Rewrite all of the material below as a numbered list, leaving out any blank lines.

Collection entries:
- - -

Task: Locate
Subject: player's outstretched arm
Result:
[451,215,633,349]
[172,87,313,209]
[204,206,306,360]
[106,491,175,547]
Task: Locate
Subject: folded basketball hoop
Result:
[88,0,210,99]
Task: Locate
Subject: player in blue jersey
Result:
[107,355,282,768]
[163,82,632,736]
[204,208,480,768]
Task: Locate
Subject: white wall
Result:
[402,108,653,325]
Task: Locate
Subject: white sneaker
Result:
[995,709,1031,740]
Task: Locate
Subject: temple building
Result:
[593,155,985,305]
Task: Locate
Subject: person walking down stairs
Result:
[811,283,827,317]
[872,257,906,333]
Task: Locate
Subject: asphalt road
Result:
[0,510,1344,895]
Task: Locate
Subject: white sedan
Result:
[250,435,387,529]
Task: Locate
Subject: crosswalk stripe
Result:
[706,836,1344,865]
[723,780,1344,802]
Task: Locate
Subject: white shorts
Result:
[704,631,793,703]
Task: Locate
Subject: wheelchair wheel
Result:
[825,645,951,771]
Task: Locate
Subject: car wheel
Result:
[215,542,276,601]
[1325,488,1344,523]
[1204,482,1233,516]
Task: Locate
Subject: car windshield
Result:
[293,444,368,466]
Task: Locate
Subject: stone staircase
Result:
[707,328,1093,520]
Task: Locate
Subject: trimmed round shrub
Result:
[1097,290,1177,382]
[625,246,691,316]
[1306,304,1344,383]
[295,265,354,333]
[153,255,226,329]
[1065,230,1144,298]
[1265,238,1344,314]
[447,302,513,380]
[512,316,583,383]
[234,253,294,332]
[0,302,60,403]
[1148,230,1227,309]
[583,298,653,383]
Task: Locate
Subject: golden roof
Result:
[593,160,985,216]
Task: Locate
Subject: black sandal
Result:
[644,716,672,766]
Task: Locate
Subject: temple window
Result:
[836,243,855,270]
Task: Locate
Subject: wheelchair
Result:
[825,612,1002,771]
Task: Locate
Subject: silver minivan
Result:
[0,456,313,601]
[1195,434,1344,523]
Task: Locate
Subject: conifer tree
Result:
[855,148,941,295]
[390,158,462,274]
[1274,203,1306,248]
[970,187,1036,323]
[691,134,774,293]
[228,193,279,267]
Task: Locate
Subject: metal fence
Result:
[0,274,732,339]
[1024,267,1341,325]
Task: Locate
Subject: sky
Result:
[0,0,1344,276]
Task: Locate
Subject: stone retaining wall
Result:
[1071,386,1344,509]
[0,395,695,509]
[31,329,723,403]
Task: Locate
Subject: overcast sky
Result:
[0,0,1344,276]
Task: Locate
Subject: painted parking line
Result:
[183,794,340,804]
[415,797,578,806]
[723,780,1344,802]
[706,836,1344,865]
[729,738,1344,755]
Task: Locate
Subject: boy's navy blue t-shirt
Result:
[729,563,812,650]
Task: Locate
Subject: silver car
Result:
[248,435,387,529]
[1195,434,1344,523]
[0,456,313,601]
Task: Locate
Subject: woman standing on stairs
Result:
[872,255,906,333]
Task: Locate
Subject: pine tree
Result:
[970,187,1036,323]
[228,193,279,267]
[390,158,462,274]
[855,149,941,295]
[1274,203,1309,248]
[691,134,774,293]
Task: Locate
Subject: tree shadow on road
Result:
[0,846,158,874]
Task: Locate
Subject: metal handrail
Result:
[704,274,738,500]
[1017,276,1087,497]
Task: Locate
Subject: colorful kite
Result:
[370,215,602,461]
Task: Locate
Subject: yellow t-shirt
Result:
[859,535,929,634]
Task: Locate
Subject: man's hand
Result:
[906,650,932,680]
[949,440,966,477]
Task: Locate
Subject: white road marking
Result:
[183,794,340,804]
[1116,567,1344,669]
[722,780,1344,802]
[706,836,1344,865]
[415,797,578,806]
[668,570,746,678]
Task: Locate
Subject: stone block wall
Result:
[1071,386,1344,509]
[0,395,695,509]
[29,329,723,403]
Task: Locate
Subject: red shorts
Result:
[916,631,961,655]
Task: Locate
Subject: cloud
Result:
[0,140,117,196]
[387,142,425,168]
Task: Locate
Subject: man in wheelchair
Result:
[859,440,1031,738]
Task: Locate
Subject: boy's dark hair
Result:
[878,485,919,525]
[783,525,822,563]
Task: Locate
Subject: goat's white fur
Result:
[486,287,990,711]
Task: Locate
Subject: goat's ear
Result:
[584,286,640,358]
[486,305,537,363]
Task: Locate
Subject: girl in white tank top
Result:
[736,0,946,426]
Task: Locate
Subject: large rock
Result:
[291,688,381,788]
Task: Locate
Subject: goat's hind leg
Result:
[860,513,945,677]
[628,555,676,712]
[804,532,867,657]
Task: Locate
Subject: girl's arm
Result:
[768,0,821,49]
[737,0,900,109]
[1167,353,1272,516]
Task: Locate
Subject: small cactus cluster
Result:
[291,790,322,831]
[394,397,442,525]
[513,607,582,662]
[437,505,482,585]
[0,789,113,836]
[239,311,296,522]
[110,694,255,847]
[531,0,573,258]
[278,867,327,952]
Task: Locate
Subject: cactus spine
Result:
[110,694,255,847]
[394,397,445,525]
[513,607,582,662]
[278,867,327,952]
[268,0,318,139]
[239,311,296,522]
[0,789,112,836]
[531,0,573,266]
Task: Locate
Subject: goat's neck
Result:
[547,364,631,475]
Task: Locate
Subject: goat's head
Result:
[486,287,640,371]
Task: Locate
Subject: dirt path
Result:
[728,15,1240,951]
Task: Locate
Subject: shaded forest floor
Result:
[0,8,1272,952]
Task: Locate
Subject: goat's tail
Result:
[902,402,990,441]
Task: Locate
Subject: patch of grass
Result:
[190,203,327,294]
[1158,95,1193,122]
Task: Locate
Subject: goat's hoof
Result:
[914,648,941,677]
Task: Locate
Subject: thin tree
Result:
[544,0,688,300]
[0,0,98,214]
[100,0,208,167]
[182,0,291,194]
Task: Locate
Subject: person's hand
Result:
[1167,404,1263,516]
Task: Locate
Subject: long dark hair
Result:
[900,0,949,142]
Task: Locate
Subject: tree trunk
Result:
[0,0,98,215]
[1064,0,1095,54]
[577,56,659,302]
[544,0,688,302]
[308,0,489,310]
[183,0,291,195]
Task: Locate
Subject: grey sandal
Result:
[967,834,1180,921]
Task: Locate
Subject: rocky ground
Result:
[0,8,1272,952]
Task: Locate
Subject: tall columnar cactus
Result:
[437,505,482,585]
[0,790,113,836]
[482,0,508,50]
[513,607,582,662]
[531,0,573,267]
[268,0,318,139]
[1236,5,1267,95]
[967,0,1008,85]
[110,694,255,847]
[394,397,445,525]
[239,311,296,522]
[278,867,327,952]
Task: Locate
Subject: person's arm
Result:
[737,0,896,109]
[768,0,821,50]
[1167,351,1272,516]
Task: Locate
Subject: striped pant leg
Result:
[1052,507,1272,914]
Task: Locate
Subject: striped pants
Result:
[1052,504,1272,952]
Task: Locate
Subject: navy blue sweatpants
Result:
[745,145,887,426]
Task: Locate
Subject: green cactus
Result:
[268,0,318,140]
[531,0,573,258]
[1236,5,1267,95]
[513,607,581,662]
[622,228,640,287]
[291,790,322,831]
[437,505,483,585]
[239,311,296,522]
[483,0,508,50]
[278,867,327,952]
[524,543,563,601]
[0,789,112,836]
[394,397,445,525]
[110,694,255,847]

- - -

## [In response]
1. Task: Locate
2. Subject: player's outstretched arm
3. Result:
4. [451,215,633,349]
5. [172,87,313,209]
6. [204,206,306,360]
7. [106,491,175,547]
8. Task: Locate
9. Subject: folded basketball hoop
10. Result:
11. [88,0,210,99]
12. Task: Locate
13. Subject: player in blue jersey
14. Result:
15. [107,355,282,768]
16. [163,82,632,736]
17. [204,208,480,768]
18. Task: Locate
19. Subject: white wall
20. Result:
21. [402,108,653,325]
22. Task: Locate
23. Subject: white sneaker
24. Result:
25. [995,709,1031,740]
26. Task: Locate
27. Subject: temple building
28. Result:
29. [593,155,985,305]
30. Task: Locate
31. Subject: person walking down stairs
32. Result:
33. [811,283,827,317]
34. [872,257,906,333]
35. Task: Locate
36. Subject: asphalt road
37. Result:
38. [0,510,1344,895]
39. Task: Locate
40. Subject: white sedan
41. Result:
42. [250,435,387,529]
43. Task: Locate
44. Subject: crosswalk stripe
45. Result:
46. [706,836,1344,865]
47. [723,780,1344,802]
48. Task: Locate
49. Subject: white shorts
50. Result:
51. [704,631,793,703]
52. Task: Locate
53. Subject: wheelchair wheel
54. Result:
55. [825,645,951,771]
56. Task: Locate
57. Subject: car wheel
58. Result:
59. [215,542,276,601]
60. [1325,488,1344,523]
61. [1204,482,1233,516]
62. Task: Locate
63. Subject: car windshield
64. Result:
65. [293,444,368,466]
66. Task: Locate
67. Subject: stone staircase
68. Result:
69. [707,328,1093,520]
70. Task: Locate
71. Subject: trimmed round shrub
72. Result:
73. [1097,290,1177,382]
74. [625,246,691,316]
75. [1306,304,1344,383]
76. [295,265,354,333]
77. [153,255,226,329]
78. [1065,230,1144,298]
79. [1265,238,1344,314]
80. [447,302,513,380]
81. [512,316,583,383]
82. [234,253,294,332]
83. [0,302,60,403]
84. [1148,230,1227,309]
85. [583,298,653,383]
86. Task: Locate
87. Subject: golden roof
88. Result:
89. [593,160,985,216]
90. Task: Locate
91. Subject: black sandal
92. Result:
93. [644,716,672,766]
94. Task: Locate
95. Subject: temple window
96. Result:
97. [836,243,855,270]
98. Task: Locate
99. Subject: wheelchair
100. Result:
101. [825,612,1002,771]
102. Task: Locate
103. Subject: silver minivan
104. Result:
105. [0,456,313,601]
106. [1195,434,1344,523]
107. Task: Locate
108. Subject: conifer tree
109. Result:
110. [855,148,941,295]
111. [390,158,462,274]
112. [1274,203,1306,248]
113. [970,187,1036,323]
114. [691,134,774,293]
115. [228,193,279,267]
116. Task: Locate
117. Subject: metal fence
118. Result:
119. [0,274,732,339]
120. [1024,267,1341,325]
121. Task: Locate
122. Subject: sky
123. Result:
124. [0,0,1344,276]
125. Task: Locate
126. Subject: stone retaining wall
127. Result:
128. [1071,386,1344,509]
129. [0,395,695,509]
130. [31,329,723,403]
131. Task: Locate
132. Subject: overcast sky
133. Result:
134. [0,0,1344,276]
135. Task: Locate
136. Subject: painted parking line
137. Result:
138. [183,794,340,804]
139. [415,797,578,806]
140. [723,780,1344,802]
141. [706,836,1344,865]
142. [729,738,1344,755]
143. Task: Locate
144. Subject: boy's navy blue t-shirt
145. Result:
146. [729,563,812,650]
147. Task: Locate
148. Subject: silver car
149. Result:
150. [248,435,387,529]
151. [1195,434,1344,523]
152. [0,456,313,601]
153. Task: Locate
154. Subject: woman standing on stairs
155. Result:
156. [872,255,906,333]
157. Task: Locate
158. Subject: pine tree
159. Result:
160. [970,187,1036,323]
161. [228,193,279,267]
162. [390,158,462,274]
163. [855,149,941,295]
164. [1274,203,1309,248]
165. [691,134,774,293]
166. Task: Locate
167. Subject: tree shadow on road
168. Result:
169. [0,846,158,874]
170. Task: Locate
171. Subject: metal handrail
172. Result:
173. [704,274,738,500]
174. [1017,276,1087,497]
175. Task: Locate
176. Subject: colorful kite
177. Result:
178. [370,215,602,461]
179. Task: Locate
180. Subject: yellow t-shirt
181. Result:
182. [859,535,929,634]
183. Task: Locate
184. Subject: man's hand
185. Result:
186. [906,650,932,680]
187. [949,440,966,477]
188. Task: Locate
189. Subject: white road marking
190. Result:
191. [183,794,340,804]
192. [1116,567,1344,669]
193. [722,780,1344,802]
194. [706,836,1344,865]
195. [415,797,578,806]
196. [668,570,746,678]
197. Task: Locate
198. Subject: stone block wall
199. Result:
200. [1071,386,1344,509]
201. [0,395,695,509]
202. [29,329,723,403]
203. Task: Locate
204. Subject: red shorts
205. Result:
206. [916,631,961,655]
207. Task: Locate
208. Subject: cloud
209. Result:
210. [0,140,117,196]
211. [387,142,425,168]
212. Task: Locate
213. Subject: man in wheelchair
214. Result:
215. [859,440,1031,738]
216. Task: Locate
217. Subject: boy's dark hair
218. Result:
219. [878,485,919,525]
220. [783,525,822,563]
221. Task: Locate
222. Subject: goat's white fur
223. Result:
224. [486,287,990,711]
225. Task: Locate
226. Subject: goat's ear
227. Result:
228. [584,286,640,358]
229. [486,305,537,363]
230. Task: Locate
231. Subject: girl in white tank top
232. Result:
233. [736,0,946,426]
234. Task: Locate
235. Subject: large rock
236. Result:
237. [291,688,381,788]
238. Task: Locate
239. Subject: goat's hind leg
240. Result:
241. [860,513,945,677]
242. [628,555,676,712]
243. [804,532,867,657]
244. Task: Locate
245. Subject: girl's arm
246. Result:
247. [768,0,821,49]
248. [737,0,900,109]
249. [1167,353,1272,516]
250. Task: Locate
251. Subject: small cactus cluster
252. Result:
253. [291,790,322,831]
254. [394,397,442,525]
255. [513,607,582,662]
256. [437,505,482,585]
257. [0,789,113,836]
258. [239,311,296,522]
259. [110,694,255,847]
260. [531,0,573,258]
261. [278,867,327,952]
262. Task: Locate
263. Subject: cactus spine
264. Result:
265. [110,694,255,847]
266. [394,397,445,525]
267. [513,607,582,662]
268. [278,867,327,952]
269. [268,0,318,139]
270. [239,311,296,522]
271. [0,789,112,836]
272. [531,0,573,266]
273. Task: Locate
274. Subject: goat's neck
275. Result:
276. [547,364,631,475]
277. Task: Locate
278. Subject: goat's head
279. Result:
280. [486,287,640,371]
281. Task: Locate
282. Subject: dirt path
283. Result:
284. [728,15,1240,951]
285. Task: Locate
286. Subject: shaded forest floor
287. Result:
288. [0,8,1272,952]
289. Task: Locate
290. Subject: goat's tail
291. Result:
292. [902,402,990,441]
293. Task: Locate
294. Subject: patch of grass
295. Result:
296. [190,203,327,294]
297. [1158,95,1193,122]
298. Task: Locate
299. Subject: goat's hoof
300. Result:
301. [914,648,941,677]
302. Task: Locate
303. Subject: thin tree
304. Result:
305. [544,0,688,300]
306. [0,0,98,214]
307. [100,0,208,167]
308. [182,0,291,194]
309. Task: Locate
310. Subject: person's hand
311. Result:
312. [1167,404,1263,516]
313. Task: Locate
314. Subject: long dark hair
315. Result:
316. [900,0,949,142]
317. Task: Locate
318. Subject: tree trunk
319. Result:
320. [0,0,98,215]
321. [1064,0,1095,54]
322. [577,56,659,302]
323. [544,0,688,302]
324. [308,0,489,310]
325. [183,0,291,195]
326. Task: Locate
327. Subject: grey sandal
328. Result:
329. [967,834,1180,921]
330. Task: Locate
331. Subject: rocky ground
332. Result:
333. [0,8,1272,952]
334. Task: Locate
335. Subject: tall columnar cactus
336. Result:
337. [437,505,482,585]
338. [0,790,113,836]
339. [482,0,508,50]
340. [513,607,582,662]
341. [531,0,573,267]
342. [268,0,318,139]
343. [1236,5,1267,95]
344. [967,0,1008,85]
345. [110,694,255,847]
346. [394,397,445,525]
347. [239,311,296,522]
348. [278,867,327,952]
349. Task: Locate
350. Subject: person's arm
351. Result:
352. [737,0,896,109]
353. [768,0,821,50]
354. [1167,351,1272,516]
355. Task: Locate
356. Subject: striped pant leg
357. Result:
358. [1052,507,1272,914]
359. Task: Locate
360. Subject: striped pants
361. Result:
362. [1052,504,1272,952]
363. Task: Locate
364. Subject: navy blue sweatpants
365. Result:
366. [745,145,887,426]
367. Task: Locate
368. Subject: green cactus
369. Result:
370. [268,0,318,140]
371. [531,0,573,258]
372. [1236,5,1267,95]
373. [513,607,581,662]
374. [622,228,640,287]
375. [291,790,322,831]
376. [437,505,483,585]
377. [239,311,296,522]
378. [483,0,508,50]
379. [278,867,327,952]
380. [524,543,563,601]
381. [0,789,112,836]
382. [394,397,445,525]
383. [110,694,255,847]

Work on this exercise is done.